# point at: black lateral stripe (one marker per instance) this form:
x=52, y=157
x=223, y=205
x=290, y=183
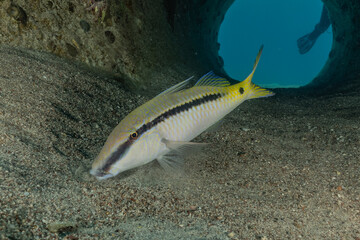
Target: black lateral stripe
x=116, y=155
x=171, y=112
x=176, y=110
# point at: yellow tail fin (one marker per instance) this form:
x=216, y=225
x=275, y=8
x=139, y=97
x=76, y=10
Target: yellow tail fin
x=252, y=90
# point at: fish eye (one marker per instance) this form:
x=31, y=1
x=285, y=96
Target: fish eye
x=134, y=135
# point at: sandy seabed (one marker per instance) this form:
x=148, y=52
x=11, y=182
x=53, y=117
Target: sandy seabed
x=284, y=167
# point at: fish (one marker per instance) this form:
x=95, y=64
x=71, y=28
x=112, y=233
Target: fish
x=163, y=127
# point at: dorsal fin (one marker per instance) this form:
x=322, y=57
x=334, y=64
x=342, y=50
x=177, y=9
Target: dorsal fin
x=178, y=87
x=210, y=79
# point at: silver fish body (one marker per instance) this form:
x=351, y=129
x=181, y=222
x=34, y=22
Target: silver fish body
x=167, y=123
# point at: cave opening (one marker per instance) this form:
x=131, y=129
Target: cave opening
x=278, y=25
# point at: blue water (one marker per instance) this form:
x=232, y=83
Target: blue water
x=276, y=24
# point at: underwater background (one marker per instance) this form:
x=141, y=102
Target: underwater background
x=276, y=24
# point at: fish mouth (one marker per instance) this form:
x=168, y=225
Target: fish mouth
x=100, y=175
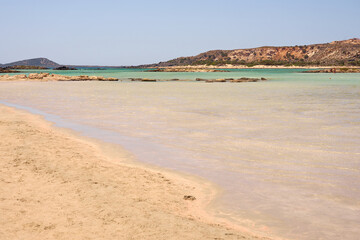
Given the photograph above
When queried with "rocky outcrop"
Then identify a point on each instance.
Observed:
(53, 77)
(345, 52)
(37, 62)
(172, 69)
(335, 70)
(239, 80)
(7, 70)
(64, 68)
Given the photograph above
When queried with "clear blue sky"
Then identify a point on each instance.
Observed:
(109, 32)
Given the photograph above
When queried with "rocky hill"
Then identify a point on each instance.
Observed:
(38, 62)
(339, 53)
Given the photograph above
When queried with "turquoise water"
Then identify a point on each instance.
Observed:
(285, 151)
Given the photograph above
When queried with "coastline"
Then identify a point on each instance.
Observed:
(59, 184)
(229, 66)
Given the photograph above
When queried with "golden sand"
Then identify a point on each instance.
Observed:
(54, 185)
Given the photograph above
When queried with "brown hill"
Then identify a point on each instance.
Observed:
(340, 53)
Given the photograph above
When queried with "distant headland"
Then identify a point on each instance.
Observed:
(336, 53)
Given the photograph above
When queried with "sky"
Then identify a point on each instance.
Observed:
(109, 32)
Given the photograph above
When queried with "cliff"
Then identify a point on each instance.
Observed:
(340, 53)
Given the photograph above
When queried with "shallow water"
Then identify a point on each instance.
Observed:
(286, 151)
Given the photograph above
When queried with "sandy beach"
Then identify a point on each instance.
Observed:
(56, 185)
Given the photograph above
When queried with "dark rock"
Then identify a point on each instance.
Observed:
(64, 68)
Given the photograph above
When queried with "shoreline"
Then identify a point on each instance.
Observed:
(162, 191)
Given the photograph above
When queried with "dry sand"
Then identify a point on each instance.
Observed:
(54, 185)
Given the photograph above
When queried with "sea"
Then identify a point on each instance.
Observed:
(285, 152)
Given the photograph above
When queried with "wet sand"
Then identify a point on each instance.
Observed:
(56, 185)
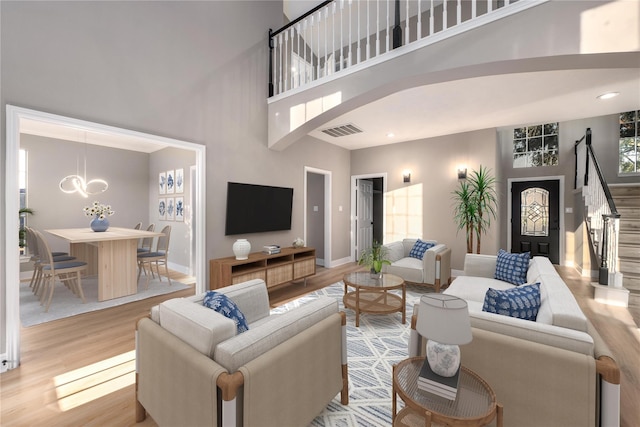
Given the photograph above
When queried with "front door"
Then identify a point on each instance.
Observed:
(535, 218)
(364, 215)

________________________________________

| Exercise |
Reproduce the material from its first line through the line containing "x=163, y=127". Omit the pictures.

| Output of the task |
# point at: black lateral stripe (one marker per instance) this form:
x=52, y=157
x=223, y=205
x=290, y=183
Target: black lateral stripe
x=116, y=155
x=171, y=112
x=176, y=110
# point at: yellow tail fin (one marker per instance) this form:
x=216, y=225
x=275, y=8
x=139, y=97
x=76, y=10
Target: yellow tail fin
x=252, y=90
# point at: fish eye (one marker per instance) this form:
x=31, y=1
x=285, y=96
Target: fish eye
x=134, y=135
# point at: sandy seabed (one marker per instance) this form:
x=148, y=52
x=11, y=182
x=53, y=117
Target: sandy seabed
x=284, y=167
# point at: fish (one marker per instance) this form:
x=95, y=64
x=71, y=28
x=112, y=233
Target: fish
x=163, y=127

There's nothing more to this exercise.